Complete the following |
1. In the Ted Leo article, what was the name of the DC quartet that was the most successful project on Leo's résumé?
2. Retype the stretch of the Ted Leo article from "But 45 minutes" through "the beer/spit/mud-soaked stage.".
3. Pick up the Ted Leo article after its last sentence and keep writing it.

Page |

Ted Leo stands alone at center stage. In front of him an ocean of gossiping industry hacks and Lone Star-guzzling punks have jammed the venue to see the roster of bands on pop-punk stalwart Lookout!, a breeding-ground label for the Donnas, Operation Ivy and Green Day. Leo is dressed in makeshift sailor garb. As he sets up his one-man-band act by plugging a guitar into an amp and a couple arcane effects pedals, the air in the room is equal parts smoke and skepticism. The general ’tude: If sailor boy sucks, fuck it, we’ll just walk next door and catch Man or Astro Man?.

But 45 minutes later, as Leo ends the set breathless, his guitar looping a blur of distortion, the place is still packed. He’s sweat-wet and his white sailor pants have two fresh black stains, accrued when he dropped to his knees mid-set onto the beer/spit/mud-soaked stage.

Impressive as it was, it’d be a misstep to say the ferocity of that evening’s performance was a watershed moment in the songwriter’s career. Fact is, he took the stage that night at SXSW with a decade of leading fringe rock bands in New York, DC and Boston under his belt. The most successful project on his résumé, a DC quartet named Chisel, had created a sizable blip on hipster radar with its post-Attractions mod pop, and Leo’s fairly experimental post-Chisel projects had been making little ripples in the NYC rock underground. Sure, those expecting Lookout!’s standard fare were wowed by his disarmingly earnest solo set. The select few in the know knew what was what.

 

May 13, 2000: The ’Sco. Oberlin, Ohio

Leo opens a three-band bill. The middle act is the Holy Childhood (fronted by his kid bro, Danny) with headliner Guided By Voices. After GBV frontman Bob Pollard slurs drunkenly into the mic about how GBV could’ve treated fans to a bigger set if “the fucking opening acts didn’t play so fucking long,” Leo hurls a pitcher of beer at the stage. The evening ends in a mess, as the brothers Leo both receive an ass-kicking at the hands of a mob of corn-fed, knuckle-dragging footballers who apparently shared Pollard’s observation.

If you ask Leo about that fateful night he’ll probably laugh it off, or sandwich it with any number of other horror stories from his decade of touring.

A few days ago, he posted just such a story on his Web site (www.tedleo.com) about a gig with Chisel nearly a decade ago. The band reached Portland, Ore., midsummer and the club, though sparsely attended, was hot as an oven. During the set, Leo asked the promoter if he could have a 7-Up from a cooler at the back of the room.

Listing |
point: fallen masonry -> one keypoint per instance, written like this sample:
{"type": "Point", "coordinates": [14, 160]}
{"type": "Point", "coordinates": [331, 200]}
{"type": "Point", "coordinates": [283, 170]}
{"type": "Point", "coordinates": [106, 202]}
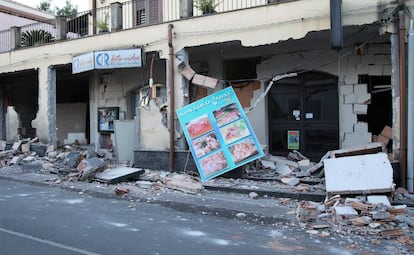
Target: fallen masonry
{"type": "Point", "coordinates": [350, 201]}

Responses to the exercise |
1. Chisel.

2.
But 45 minutes later, as Leo ends the set breathless, his guitar looping a blur of distortion, the place is still packed. He’s sweat-wet and his white sailor pants have two fresh black stains, accrued when he dropped to his knees mid-set onto the beer/spit/mud-soaked stage.

3.
“He said, ‘For a quarter!’ I thought he was joking, but he wasn’t,” Leo writes on the post. “I sputtered through the sweat dripping down my face and across my mouth, ‘Well, can’t I pay you after we’re done playing? Can’t you take it out of our pay?’ He just stared at me, then made some quip about, ‘What pay?’ which, since we’d only drawn 20 people, was a legitimate question, but I was kind of dumbfounded. I couldn’t believe that he was going to not only not offer me a soda for busting my ass on stage, but was going to embarrass me in this way in front of an audience that was actually there to see us as well. I had a serious existential crisis at that moment. What the fuck am I doing here? Why am I giving it up in this way every night? Why are people so petty in their power struggles? Is this all there is? Just then, a person stepped out from the 20-person crowd, put a quarter in the promoter’s hand, and walked the soda up to me on stage. It’s largely due to that small gesture that I’m still playing music today, and in years to come, I got to know that person better, and count him as a friend. That person was Elliott Smith.”

Shortly after Smith’s death from alleged suicide, Leo talks about their relationship.

“Probably the Elliott situation cuts closer than a lot of other similar things might have happened for me,” Leo explains. “We didn’t see each other very often, but we had this weird bond. When I would see him and we would sit in the corner of some crowded place and he would unload and vent about record labels and drug problems and all this stuff for hours. I wonder sometimes why he felt comfortable doing that with me. And, personally, I saw him as a foil character in a way. I looked up to him in a lot of ways and, ultimately, I was rooting for him. The fact that that he wound up not making it,” and there’s a long pause, “is weirdly affecting.”

At first it might be difficult to see Smith and Leo as foils. On first listen Smith’s mournful acoustic ballads have little to do with Leo’s electric proto-punk. Smith’s major label career had exposed him to millions of fans worldwide, while Leo’s path from one indie to the next has seen a much slower growth. But the earnest quality of the two songwriters parallels them sharply as distinctive voices in underground music. Though Smith’s audience was vastly bigger in numbers, both have an eerie cult appeal, both fan sets know every word to each song and stand in the front row singing along to prove it.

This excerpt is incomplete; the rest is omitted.